# EXCERPT TO READ
================================
In [1]:
import numpy as np
import pandas as pd
import sqlite3
import gensim
import re
from nltk.corpus import stopwords
import nltk

In [2]:
sql_conn = sqlite3.connect('../data/database.sqlite')

In [3]:
# These functions are needed for processing later

# Takes a sentence in a comment and converts it to a list of words.
def comment_to_wordlist(comment, remove_stopwords=False ):
    comment = re.sub("[^a-zA-Z]"," ", comment)
    words = comment.lower().split()
    if remove_stopwords:
        stops = set(stopwords.words("english"))
        words = [w for w in words if not w in stops]

    return(words)

# Takes a comment and converts it to an array of sentences
def comment_to_sentence(comment, tokenizer, remove_stopwords=False):
    raw_sentences = tokenizer.tokenize(comment.strip())
    
    sentences = []
    for s in raw_sentences:
        if len(s)>0:
            sentences.append(comment_to_wordlist(s, remove_stopwords))
    #rof
    return sentences

### Choice of subreddits

These subreddits contain discussions on 11 fairly distinct topic, from a human point of view.

In [4]:
mathematics = pd.read_sql("SELECT subreddit, body FROM May2015 WHERE subreddit == 'mathematics'",sql_conn)

computerscience = pd.read_sql("SELECT subreddit, body FROM May2015 WHERE subreddit == 'computerscience'",sql_conn)

history = pd.read_sql("SELECT subreddit, body FROM May2015 WHERE subreddit == 'history'",sql_conn)

philosophy = pd.read_sql("SELECT subreddit, body FROM May2015 WHERE subreddit == 'philosophy'",sql_conn)

elifive = pd.read_sql("SELECT subreddit, body FROM May2015 WHERE subreddit == 'explainlikeimfive'",sql_conn)

askanthro = pd.read_sql("SELECT subreddit, body FROM May2015 WHERE subreddit == 'AskAnthropology'",sql_conn)

homebrewing = pd.read_sql("SELECT subreddit, body FROM May2015 WHERE subreddit == 'Homebrewing'",sql_conn)

bicycling = pd.read_sql("SELECT subreddit, body FROM May2015 WHERE subreddit == 'bicycling'", sql_conn)

food = pd.read_sql("SELECT subreddit, body FROM May2015 WHERE subreddit == 'food'", sql_conn)

gaming = pd.read_sql("SELECT subreddit, body FROM May2015 WHERE subreddit == 'gaming'", sql_conn)

politics = pd.read_sql("SELECT subreddit, body FROM May2015 WHERE subreddit == 'politics'", sql_conn)
================================
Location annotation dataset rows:
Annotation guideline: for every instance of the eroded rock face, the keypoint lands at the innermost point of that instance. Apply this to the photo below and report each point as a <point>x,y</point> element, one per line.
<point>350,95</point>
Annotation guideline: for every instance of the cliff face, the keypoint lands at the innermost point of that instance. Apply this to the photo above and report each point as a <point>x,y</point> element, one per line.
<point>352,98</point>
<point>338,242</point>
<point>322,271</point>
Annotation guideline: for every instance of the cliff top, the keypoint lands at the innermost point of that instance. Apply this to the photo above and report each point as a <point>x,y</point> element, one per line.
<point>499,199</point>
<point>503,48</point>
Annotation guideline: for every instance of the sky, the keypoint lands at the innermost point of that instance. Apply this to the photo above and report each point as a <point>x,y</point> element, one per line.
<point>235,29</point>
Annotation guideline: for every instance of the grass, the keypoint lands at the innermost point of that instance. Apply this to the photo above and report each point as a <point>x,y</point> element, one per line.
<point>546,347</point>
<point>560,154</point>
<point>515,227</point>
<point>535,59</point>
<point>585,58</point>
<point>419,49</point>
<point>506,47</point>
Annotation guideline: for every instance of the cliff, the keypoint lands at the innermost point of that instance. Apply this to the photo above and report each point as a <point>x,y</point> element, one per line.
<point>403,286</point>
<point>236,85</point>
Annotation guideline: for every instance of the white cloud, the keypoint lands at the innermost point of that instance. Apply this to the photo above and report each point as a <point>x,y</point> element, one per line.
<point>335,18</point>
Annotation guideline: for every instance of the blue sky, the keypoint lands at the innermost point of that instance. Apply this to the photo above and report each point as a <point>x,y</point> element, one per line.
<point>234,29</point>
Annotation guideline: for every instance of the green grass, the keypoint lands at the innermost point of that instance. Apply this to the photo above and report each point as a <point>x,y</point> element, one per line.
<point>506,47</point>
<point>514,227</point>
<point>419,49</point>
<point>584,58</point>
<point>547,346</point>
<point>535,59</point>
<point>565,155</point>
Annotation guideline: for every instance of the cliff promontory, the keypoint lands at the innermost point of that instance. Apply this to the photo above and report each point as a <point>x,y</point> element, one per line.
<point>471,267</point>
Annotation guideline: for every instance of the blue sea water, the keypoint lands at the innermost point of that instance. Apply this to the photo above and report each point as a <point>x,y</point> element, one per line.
================================
# DIRECTIVES
[A] Return the rows word for word, starting at the first row and ending with the line containing "<point>236,85</point>".
[B] Take the subreddit comment notebook further from the point where it stops.

# ANSWERS TO THE EXERCISE
[A]
Annotation guideline: for every instance of the eroded rock face, the keypoint lands at the innermost point of that instance. Apply this to the photo below and report each point as a <point>x,y</point> element, one per line.
<point>350,95</point>
Annotation guideline: for every instance of the cliff face, the keypoint lands at the innermost point of that instance. Apply this to the photo above and report each point as a <point>x,y</point> element, one per line.
<point>352,98</point>
<point>338,242</point>
<point>322,271</point>
Annotation guideline: for every instance of the cliff top, the keypoint lands at the innermost point of that instance. Apply this to the photo above and report each point as a <point>x,y</point> element, one per line.
<point>499,199</point>
<point>503,48</point>
Annotation guideline: for every instance of the sky, the keypoint lands at the innermost point of that instance. Apply this to the photo above and report each point as a <point>x,y</point> element, one per line.
<point>235,29</point>
Annotation guideline: for every instance of the grass, the keypoint lands at the innermost point of that instance. Apply this to the photo above and report each point as a <point>x,y</point> element, one per line.
<point>546,347</point>
<point>560,154</point>
<point>515,227</point>
<point>535,59</point>
<point>585,58</point>
<point>419,49</point>
<point>506,47</point>
Annotation guideline: for every instance of the cliff, the keypoint lands at the innermost point of that instance. Apply this to the photo above and report each point as a <point>x,y</point> element, one per line.
<point>403,286</point>
<point>236,85</point>

[B]
In [5]:
# Array of tuples, with df and subject
subreddits = [(bicycling,'bicycling'),(history,'history'),(philosophy,'philosophy'),
              (elifive,'explain'),(homebrewing,'homebrew'),(askanthro,'anthropology'),
              (mathematics,'mathematics'),(computerscience,'cs'),
              (food,"food"),(gaming,"gaming"),(politics,"politics")]

In [18]:
all_frames = [bicycling, history, philosophy, elifive, homebrewing, askanthro, mathematics,\
              computerscience, food, gaming, politics]
model_training_data = pd.concat(all_frames, ignore_index=True)
model_training_data.info()

<class 'pandas.core.frame.DataFrame'>
Int64Index: 999300 entries, 0 to 999299
Data columns (total 2 columns):
subreddit    999300 non-null object
body         999300 non-null object
dtypes: object(2)
memory usage: 22.9+ MB


In [6]:
# Get all model files
from os import listdir
from os.path import isfile, join
models = [f for f in listdir('models/') if isfile(join('models/', f)) and not f.endswith('.npy')]
print(models)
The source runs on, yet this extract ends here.